● Entries for pointing and labeling
>> BEGIN

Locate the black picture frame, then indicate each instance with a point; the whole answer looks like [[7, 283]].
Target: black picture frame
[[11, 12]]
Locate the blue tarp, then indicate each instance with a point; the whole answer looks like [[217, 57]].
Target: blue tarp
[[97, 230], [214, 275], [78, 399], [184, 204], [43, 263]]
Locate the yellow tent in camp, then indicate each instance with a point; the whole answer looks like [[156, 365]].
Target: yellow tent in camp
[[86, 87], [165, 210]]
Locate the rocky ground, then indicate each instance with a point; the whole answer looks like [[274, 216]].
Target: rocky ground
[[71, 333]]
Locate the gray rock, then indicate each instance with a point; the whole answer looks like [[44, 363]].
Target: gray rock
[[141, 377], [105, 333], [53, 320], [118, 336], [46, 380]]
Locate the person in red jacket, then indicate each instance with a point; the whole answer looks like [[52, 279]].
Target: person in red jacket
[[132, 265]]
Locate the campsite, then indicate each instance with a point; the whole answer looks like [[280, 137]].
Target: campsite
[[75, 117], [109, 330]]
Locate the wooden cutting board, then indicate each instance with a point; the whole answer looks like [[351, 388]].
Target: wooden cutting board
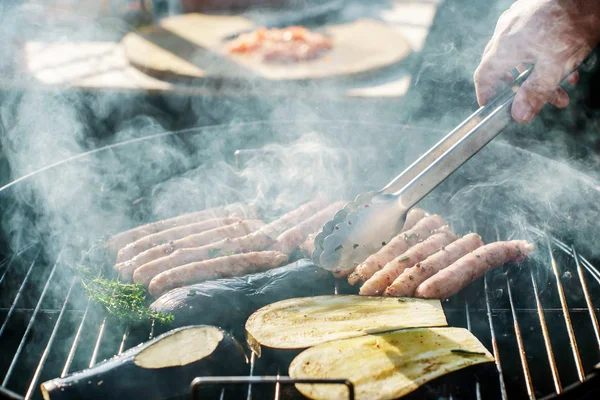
[[194, 46]]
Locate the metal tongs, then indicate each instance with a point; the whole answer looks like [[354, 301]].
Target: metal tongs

>> END

● WHAT THE EXERCISE ASKS
Render the stretch from the line containing "Locate the campsite, then" through the end of the entries as a JSON list of strings, one string per line, with blank lines left out. Leave the pictures out of your answer.

● EXPECTED ANSWER
[
  "Locate the campsite, then indicate each instance with a point; the whole answer looks like [[280, 137]].",
  "Target: campsite",
  "[[75, 117], [109, 330]]",
  "Locate the wooden cutting board, then indicate each instance with a point; the whole answer looks like [[351, 388]].",
  "Target: wooden cutting board",
  "[[194, 46]]",
  "Locate the metal tongs, then indicate each instance with a point; the whole answer looks like [[354, 301]].",
  "Target: metal tongs"
]